## [Task instructions]
The exact lines of the listing, from its first through the line that contains "box: [53, 353, 182, 607]", are to make up the answer, and pictures are to be left out.

-*-

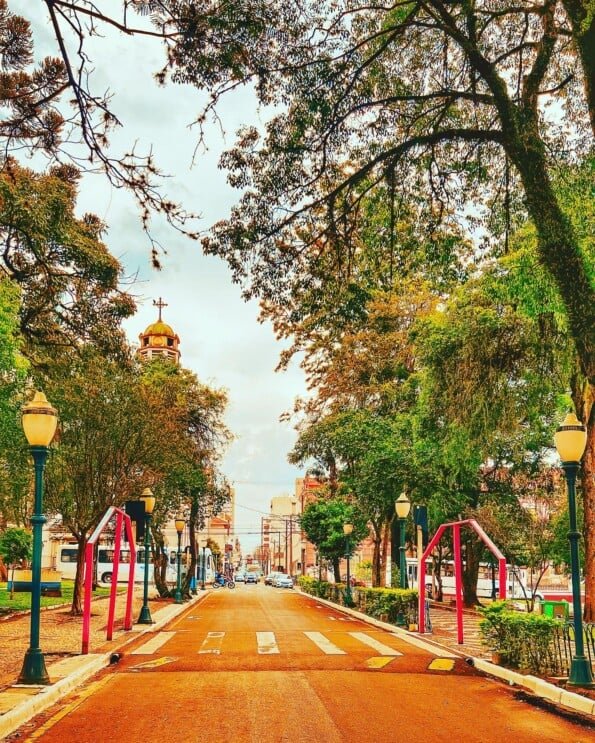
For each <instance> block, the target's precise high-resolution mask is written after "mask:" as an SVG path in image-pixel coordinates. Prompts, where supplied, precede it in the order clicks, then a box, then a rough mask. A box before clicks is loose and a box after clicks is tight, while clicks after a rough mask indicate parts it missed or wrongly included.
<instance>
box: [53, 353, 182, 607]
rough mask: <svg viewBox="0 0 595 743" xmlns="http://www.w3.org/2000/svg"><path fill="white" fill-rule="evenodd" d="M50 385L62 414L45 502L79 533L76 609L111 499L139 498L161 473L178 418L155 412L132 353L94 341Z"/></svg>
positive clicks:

-*-

## [Expected answer]
For each <instance> block, the target's precise high-resolution mask is written after "mask:" as an SVG path in image-pixel coordinates. Prompts, where supplied, precede it in the order clicks, then a box, then a rough mask. A box before clicks is loose and a box after clicks is tight, while clicks after a rough mask indicate parts it missed or wrongly included.
<instance>
box: [53, 353, 182, 607]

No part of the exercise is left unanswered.